▸ Material shown:
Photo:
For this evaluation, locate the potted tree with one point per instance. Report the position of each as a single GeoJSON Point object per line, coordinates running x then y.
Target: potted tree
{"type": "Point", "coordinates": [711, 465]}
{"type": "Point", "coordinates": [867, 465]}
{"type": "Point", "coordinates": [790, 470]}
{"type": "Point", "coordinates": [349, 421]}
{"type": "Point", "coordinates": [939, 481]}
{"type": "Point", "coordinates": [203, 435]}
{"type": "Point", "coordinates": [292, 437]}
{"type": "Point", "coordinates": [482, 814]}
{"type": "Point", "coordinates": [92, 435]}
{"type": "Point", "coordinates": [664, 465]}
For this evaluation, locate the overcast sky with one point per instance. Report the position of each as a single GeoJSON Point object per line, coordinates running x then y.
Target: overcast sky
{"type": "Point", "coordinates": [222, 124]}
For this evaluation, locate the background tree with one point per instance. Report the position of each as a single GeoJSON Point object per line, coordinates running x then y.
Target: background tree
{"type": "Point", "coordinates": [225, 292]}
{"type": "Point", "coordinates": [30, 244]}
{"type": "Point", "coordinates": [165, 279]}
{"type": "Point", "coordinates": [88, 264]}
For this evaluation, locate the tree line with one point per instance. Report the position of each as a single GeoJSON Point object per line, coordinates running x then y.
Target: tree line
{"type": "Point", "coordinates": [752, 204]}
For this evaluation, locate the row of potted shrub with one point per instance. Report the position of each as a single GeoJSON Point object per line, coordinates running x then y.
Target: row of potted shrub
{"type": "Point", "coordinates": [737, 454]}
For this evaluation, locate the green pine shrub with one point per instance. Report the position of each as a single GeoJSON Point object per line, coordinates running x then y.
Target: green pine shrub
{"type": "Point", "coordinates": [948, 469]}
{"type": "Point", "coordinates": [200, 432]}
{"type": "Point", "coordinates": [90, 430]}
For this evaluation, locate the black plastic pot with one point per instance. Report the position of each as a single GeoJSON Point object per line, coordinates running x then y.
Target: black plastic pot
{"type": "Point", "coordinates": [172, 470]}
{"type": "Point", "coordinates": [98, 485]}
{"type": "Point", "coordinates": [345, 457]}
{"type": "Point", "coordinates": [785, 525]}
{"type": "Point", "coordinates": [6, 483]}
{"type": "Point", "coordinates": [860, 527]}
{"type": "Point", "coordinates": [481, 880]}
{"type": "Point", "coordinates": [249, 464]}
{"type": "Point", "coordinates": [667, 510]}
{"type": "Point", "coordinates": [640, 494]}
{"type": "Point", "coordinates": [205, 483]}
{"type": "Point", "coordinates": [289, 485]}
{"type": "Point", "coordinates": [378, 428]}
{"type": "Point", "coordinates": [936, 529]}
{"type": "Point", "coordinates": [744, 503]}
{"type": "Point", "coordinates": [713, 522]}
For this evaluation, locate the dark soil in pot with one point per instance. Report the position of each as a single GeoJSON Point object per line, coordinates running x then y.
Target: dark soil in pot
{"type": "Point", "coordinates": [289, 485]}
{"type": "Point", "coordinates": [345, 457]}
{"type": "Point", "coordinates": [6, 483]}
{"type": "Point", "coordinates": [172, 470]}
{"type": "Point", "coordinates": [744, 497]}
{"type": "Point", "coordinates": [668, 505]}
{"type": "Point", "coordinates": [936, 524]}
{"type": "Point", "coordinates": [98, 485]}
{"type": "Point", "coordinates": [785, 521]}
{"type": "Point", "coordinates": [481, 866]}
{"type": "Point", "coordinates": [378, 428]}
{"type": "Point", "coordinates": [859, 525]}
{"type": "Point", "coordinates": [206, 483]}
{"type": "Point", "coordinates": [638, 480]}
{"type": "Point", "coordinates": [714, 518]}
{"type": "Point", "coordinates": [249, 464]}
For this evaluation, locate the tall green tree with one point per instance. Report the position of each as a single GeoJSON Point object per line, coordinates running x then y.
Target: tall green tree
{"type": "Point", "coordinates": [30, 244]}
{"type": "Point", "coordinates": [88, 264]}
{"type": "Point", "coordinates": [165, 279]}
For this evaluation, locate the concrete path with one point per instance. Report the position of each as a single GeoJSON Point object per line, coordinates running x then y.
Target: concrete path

▸ What is asked:
Restate the listing in full, word for word.

▸ The output:
Photo:
For this evaluation, locate the potted tree with one point per instance. Report the position of each as a single GeoJSON Point object per line, coordinates running x then y.
Target: potted tree
{"type": "Point", "coordinates": [711, 465]}
{"type": "Point", "coordinates": [867, 465]}
{"type": "Point", "coordinates": [790, 470]}
{"type": "Point", "coordinates": [349, 421]}
{"type": "Point", "coordinates": [939, 481]}
{"type": "Point", "coordinates": [203, 435]}
{"type": "Point", "coordinates": [292, 437]}
{"type": "Point", "coordinates": [482, 814]}
{"type": "Point", "coordinates": [92, 435]}
{"type": "Point", "coordinates": [664, 465]}
For this evaluation, locate the overcast sky with one point per instance. Report the position of each as a single GeoJSON Point object per line, coordinates running x then y.
Target: overcast sky
{"type": "Point", "coordinates": [222, 124]}
For this evaluation, locate the background tree with one point per instance. Report the position of each as a single GeoJSON Point object per line, coordinates running x then y.
Target: background tree
{"type": "Point", "coordinates": [225, 292]}
{"type": "Point", "coordinates": [30, 244]}
{"type": "Point", "coordinates": [165, 279]}
{"type": "Point", "coordinates": [88, 264]}
For this evaluation, locate the tree line with one point per instance. Report the position of each as a single GeoJSON Point object per line, coordinates running x then y.
Target: tree line
{"type": "Point", "coordinates": [752, 204]}
For this evaluation, locate the row of potted shrub with one point per instance. Report the position of each as a single GeoJSON Point object per line, coordinates running x then y.
Target: row of potted shrub
{"type": "Point", "coordinates": [737, 454]}
For this evaluation, locate the green pine shrub with one point per instance. Report the position of each as a single GeoJSON Point object per line, coordinates running x then y.
Target: green pine shrub
{"type": "Point", "coordinates": [948, 469]}
{"type": "Point", "coordinates": [200, 432]}
{"type": "Point", "coordinates": [90, 430]}
For this evaluation, locate the black plastic pot with one point per instance. Report the position of each as a single GeoJSON Point object per line, coordinates running x then y.
Target: black plastic pot
{"type": "Point", "coordinates": [172, 470]}
{"type": "Point", "coordinates": [98, 485]}
{"type": "Point", "coordinates": [345, 457]}
{"type": "Point", "coordinates": [785, 525]}
{"type": "Point", "coordinates": [6, 483]}
{"type": "Point", "coordinates": [860, 527]}
{"type": "Point", "coordinates": [481, 880]}
{"type": "Point", "coordinates": [249, 464]}
{"type": "Point", "coordinates": [667, 510]}
{"type": "Point", "coordinates": [640, 494]}
{"type": "Point", "coordinates": [205, 483]}
{"type": "Point", "coordinates": [289, 485]}
{"type": "Point", "coordinates": [378, 428]}
{"type": "Point", "coordinates": [936, 529]}
{"type": "Point", "coordinates": [744, 503]}
{"type": "Point", "coordinates": [713, 522]}
For this evaluation, locate the dark soil in pot with one point per instance. Report the position of each as a single GeoJSON Point object per line, coordinates running x then y.
Target: dark soil in pot
{"type": "Point", "coordinates": [289, 485]}
{"type": "Point", "coordinates": [345, 457]}
{"type": "Point", "coordinates": [6, 483]}
{"type": "Point", "coordinates": [172, 470]}
{"type": "Point", "coordinates": [744, 497]}
{"type": "Point", "coordinates": [668, 505]}
{"type": "Point", "coordinates": [936, 524]}
{"type": "Point", "coordinates": [98, 485]}
{"type": "Point", "coordinates": [785, 521]}
{"type": "Point", "coordinates": [481, 866]}
{"type": "Point", "coordinates": [378, 428]}
{"type": "Point", "coordinates": [859, 525]}
{"type": "Point", "coordinates": [206, 483]}
{"type": "Point", "coordinates": [638, 480]}
{"type": "Point", "coordinates": [714, 518]}
{"type": "Point", "coordinates": [249, 464]}
For this evaluation, locate the tall green tree with one point per instance. Report the position of each as a single GeoJSON Point object per line, coordinates running x then y.
Target: tall green tree
{"type": "Point", "coordinates": [30, 244]}
{"type": "Point", "coordinates": [88, 264]}
{"type": "Point", "coordinates": [165, 279]}
For this evaluation, locate the concrete path with one point per instance. Report the position of each as a single GeoJSON Point object per line, coordinates running x then y.
Target: concrete path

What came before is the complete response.